## [AIM OF THE EXERCISE]
Pick out every line in the material below that contains the word "table", and copy each one. Case counts.

□ □ □ □ □

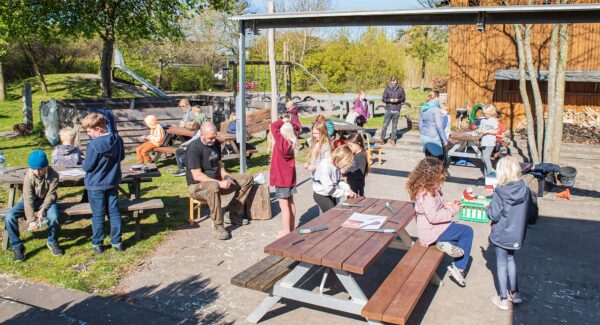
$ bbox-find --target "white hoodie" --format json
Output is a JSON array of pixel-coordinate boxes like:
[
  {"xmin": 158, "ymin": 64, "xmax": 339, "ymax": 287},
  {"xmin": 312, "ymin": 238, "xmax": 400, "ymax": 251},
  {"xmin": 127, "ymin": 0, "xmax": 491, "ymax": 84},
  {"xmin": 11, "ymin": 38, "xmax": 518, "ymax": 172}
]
[{"xmin": 313, "ymin": 157, "xmax": 350, "ymax": 197}]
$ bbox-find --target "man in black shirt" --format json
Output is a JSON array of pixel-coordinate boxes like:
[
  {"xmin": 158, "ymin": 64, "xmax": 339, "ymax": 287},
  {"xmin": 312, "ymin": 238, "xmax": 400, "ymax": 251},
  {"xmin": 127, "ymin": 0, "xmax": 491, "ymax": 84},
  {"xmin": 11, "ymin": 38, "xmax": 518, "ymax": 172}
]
[{"xmin": 186, "ymin": 122, "xmax": 252, "ymax": 240}]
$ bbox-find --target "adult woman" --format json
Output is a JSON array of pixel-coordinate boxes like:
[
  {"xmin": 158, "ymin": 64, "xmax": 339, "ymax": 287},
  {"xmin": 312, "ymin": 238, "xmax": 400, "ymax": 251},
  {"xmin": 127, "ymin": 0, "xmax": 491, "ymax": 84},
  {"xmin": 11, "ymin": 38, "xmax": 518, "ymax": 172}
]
[{"xmin": 419, "ymin": 90, "xmax": 448, "ymax": 161}]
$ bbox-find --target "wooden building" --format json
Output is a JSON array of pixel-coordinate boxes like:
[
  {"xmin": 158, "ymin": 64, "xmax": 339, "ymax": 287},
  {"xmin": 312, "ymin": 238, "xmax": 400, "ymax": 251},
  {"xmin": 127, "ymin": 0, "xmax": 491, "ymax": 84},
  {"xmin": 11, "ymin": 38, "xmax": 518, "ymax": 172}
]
[{"xmin": 448, "ymin": 0, "xmax": 600, "ymax": 128}]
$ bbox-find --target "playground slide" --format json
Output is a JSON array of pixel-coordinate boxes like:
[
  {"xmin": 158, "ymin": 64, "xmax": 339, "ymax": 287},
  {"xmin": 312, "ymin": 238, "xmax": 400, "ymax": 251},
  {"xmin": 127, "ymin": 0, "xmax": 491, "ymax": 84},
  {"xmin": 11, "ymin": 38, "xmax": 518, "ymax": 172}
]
[{"xmin": 114, "ymin": 49, "xmax": 168, "ymax": 97}]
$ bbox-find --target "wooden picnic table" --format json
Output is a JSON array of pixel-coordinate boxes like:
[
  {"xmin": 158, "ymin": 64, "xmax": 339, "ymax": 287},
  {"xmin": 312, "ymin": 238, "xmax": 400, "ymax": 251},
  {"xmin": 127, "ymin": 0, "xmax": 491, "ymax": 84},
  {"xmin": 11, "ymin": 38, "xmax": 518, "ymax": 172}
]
[
  {"xmin": 448, "ymin": 130, "xmax": 481, "ymax": 160},
  {"xmin": 0, "ymin": 164, "xmax": 160, "ymax": 208},
  {"xmin": 247, "ymin": 197, "xmax": 415, "ymax": 322}
]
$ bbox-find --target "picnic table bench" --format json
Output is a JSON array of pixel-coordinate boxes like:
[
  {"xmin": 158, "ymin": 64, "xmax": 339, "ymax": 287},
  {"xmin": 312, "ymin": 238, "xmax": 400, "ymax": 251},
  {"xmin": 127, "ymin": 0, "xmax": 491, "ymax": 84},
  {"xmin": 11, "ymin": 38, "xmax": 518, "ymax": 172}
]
[
  {"xmin": 0, "ymin": 164, "xmax": 164, "ymax": 250},
  {"xmin": 152, "ymin": 125, "xmax": 258, "ymax": 162},
  {"xmin": 231, "ymin": 198, "xmax": 442, "ymax": 324}
]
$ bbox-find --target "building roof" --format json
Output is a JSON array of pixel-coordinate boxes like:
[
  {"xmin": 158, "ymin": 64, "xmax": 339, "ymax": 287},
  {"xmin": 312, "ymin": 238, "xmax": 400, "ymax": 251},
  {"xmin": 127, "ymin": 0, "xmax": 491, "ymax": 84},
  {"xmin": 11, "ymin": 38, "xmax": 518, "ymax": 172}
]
[
  {"xmin": 231, "ymin": 4, "xmax": 600, "ymax": 30},
  {"xmin": 494, "ymin": 70, "xmax": 600, "ymax": 82}
]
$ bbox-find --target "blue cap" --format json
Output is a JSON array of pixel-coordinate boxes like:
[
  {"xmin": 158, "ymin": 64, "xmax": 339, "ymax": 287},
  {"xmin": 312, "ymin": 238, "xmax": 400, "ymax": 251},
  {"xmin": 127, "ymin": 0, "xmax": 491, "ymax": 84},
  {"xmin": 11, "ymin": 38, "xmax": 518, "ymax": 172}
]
[{"xmin": 29, "ymin": 149, "xmax": 48, "ymax": 169}]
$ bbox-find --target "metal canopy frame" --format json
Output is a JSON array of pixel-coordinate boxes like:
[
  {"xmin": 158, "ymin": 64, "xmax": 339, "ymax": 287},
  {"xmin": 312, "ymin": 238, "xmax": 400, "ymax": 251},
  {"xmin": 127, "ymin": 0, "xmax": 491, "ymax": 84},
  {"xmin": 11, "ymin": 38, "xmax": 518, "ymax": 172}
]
[{"xmin": 231, "ymin": 4, "xmax": 600, "ymax": 173}]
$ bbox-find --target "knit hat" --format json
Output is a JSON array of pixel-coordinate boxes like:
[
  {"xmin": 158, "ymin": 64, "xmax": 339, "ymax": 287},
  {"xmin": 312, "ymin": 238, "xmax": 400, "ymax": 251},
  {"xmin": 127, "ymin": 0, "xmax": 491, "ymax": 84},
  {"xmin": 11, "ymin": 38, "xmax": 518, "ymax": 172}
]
[{"xmin": 29, "ymin": 150, "xmax": 48, "ymax": 169}]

□ □ □ □ □

## [RESULT]
$ bbox-find --target "wooden picnic table" --format json
$ bbox-find --target "picnic table bench" --format json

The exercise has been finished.